** WHAT THE TASK ASKS **
Count the lines in the entries below that contain the word "window", matching case exactly, and reply with only the number.

--- START DATASET ENTRIES ---

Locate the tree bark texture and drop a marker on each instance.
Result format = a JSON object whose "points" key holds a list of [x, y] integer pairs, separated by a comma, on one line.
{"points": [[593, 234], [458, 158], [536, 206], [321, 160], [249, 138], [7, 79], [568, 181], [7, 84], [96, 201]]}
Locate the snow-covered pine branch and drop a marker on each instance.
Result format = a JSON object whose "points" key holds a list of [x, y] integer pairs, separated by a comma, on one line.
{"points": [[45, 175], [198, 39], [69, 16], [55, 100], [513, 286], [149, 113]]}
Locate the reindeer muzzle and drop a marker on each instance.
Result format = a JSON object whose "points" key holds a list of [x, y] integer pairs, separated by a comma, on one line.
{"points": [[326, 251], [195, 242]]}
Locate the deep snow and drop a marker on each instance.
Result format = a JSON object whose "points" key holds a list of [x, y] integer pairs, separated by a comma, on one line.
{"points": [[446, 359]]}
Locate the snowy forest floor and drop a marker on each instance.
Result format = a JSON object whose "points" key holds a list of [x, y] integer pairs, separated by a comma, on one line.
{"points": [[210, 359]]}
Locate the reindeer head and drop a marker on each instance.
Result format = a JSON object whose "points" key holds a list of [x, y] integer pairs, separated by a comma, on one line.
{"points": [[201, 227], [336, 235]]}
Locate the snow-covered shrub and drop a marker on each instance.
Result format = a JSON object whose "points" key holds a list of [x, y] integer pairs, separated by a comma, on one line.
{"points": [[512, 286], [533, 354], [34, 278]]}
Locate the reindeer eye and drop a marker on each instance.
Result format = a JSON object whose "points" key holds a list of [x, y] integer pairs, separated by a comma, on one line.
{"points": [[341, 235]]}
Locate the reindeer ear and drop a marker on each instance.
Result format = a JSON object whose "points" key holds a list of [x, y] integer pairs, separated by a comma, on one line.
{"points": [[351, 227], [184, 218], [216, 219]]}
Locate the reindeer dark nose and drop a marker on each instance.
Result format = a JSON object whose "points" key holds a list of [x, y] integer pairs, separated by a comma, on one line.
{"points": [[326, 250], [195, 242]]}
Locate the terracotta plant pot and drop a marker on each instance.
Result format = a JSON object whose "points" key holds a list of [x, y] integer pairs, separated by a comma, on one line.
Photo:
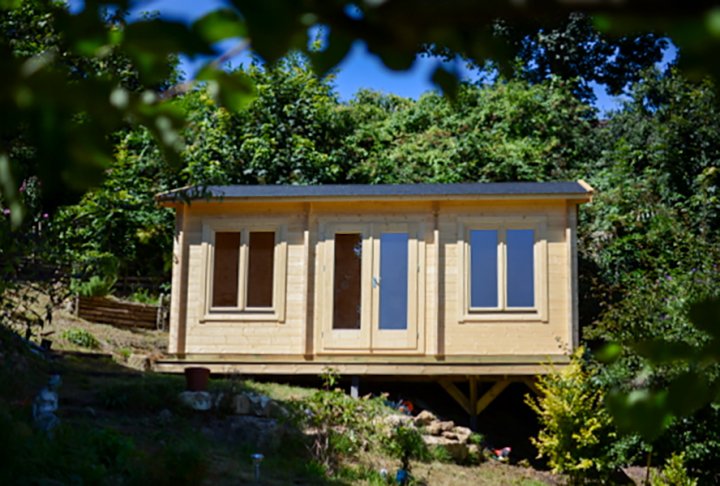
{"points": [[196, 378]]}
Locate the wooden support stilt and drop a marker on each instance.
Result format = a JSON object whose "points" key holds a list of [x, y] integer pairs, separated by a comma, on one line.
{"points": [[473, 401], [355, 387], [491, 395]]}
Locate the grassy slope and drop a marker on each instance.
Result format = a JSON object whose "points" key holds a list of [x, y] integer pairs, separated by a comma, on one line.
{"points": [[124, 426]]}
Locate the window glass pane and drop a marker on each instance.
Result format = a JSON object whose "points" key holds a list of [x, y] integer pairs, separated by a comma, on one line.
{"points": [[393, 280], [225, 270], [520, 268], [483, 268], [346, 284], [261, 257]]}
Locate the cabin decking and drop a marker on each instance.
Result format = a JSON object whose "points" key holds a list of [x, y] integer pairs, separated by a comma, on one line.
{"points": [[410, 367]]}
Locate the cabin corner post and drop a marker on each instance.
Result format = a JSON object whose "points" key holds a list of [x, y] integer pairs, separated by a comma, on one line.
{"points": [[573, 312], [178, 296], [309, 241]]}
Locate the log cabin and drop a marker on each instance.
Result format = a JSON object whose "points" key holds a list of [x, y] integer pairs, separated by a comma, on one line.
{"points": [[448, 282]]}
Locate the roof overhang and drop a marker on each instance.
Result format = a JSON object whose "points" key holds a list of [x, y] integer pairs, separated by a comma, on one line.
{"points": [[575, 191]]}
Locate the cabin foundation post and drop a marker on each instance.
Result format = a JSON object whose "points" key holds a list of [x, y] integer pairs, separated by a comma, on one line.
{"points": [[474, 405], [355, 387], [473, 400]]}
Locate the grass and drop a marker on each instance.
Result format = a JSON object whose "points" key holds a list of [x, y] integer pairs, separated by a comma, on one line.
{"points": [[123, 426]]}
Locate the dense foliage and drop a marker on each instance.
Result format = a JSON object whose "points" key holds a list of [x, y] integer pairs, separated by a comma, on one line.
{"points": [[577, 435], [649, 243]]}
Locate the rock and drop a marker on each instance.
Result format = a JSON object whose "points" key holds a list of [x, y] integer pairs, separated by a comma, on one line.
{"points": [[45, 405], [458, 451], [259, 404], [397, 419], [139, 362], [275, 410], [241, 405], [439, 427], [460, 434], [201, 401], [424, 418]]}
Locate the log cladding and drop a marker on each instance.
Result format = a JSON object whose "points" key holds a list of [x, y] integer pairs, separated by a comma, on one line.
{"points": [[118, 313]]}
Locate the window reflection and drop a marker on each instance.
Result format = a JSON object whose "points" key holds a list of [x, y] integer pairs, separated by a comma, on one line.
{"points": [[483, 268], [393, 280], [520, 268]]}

--- END DATASET ENTRIES ---
--- START DATASET ENTRIES ---

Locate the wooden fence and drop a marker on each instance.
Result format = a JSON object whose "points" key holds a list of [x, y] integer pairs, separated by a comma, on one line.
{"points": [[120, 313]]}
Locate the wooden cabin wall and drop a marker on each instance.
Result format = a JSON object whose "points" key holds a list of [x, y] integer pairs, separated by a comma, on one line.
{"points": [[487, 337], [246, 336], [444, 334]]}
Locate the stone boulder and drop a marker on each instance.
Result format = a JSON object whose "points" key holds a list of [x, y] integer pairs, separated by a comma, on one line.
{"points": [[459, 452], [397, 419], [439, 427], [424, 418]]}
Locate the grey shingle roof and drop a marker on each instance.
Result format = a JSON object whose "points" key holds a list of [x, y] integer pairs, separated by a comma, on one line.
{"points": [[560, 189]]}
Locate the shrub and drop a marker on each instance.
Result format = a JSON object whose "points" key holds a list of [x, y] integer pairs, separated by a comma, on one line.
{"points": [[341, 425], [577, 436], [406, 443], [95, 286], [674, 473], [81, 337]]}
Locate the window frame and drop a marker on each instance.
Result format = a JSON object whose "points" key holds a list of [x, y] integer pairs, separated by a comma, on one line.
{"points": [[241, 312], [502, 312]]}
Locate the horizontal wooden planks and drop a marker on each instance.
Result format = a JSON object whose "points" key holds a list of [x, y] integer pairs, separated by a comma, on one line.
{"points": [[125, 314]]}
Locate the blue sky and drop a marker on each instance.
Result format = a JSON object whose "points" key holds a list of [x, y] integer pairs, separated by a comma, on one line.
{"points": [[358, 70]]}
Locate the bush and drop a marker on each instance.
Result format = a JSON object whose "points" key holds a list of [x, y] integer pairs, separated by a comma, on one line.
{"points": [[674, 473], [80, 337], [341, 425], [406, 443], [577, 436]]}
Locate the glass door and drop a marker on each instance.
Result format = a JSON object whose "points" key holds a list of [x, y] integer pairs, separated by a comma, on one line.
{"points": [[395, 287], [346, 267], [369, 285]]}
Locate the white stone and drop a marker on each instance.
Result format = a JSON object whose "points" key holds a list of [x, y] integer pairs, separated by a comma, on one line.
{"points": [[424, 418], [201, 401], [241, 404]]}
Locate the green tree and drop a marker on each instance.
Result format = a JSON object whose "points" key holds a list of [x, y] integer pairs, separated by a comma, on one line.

--- END DATASET ENTRIES ---

** WORKED SOLUTION **
3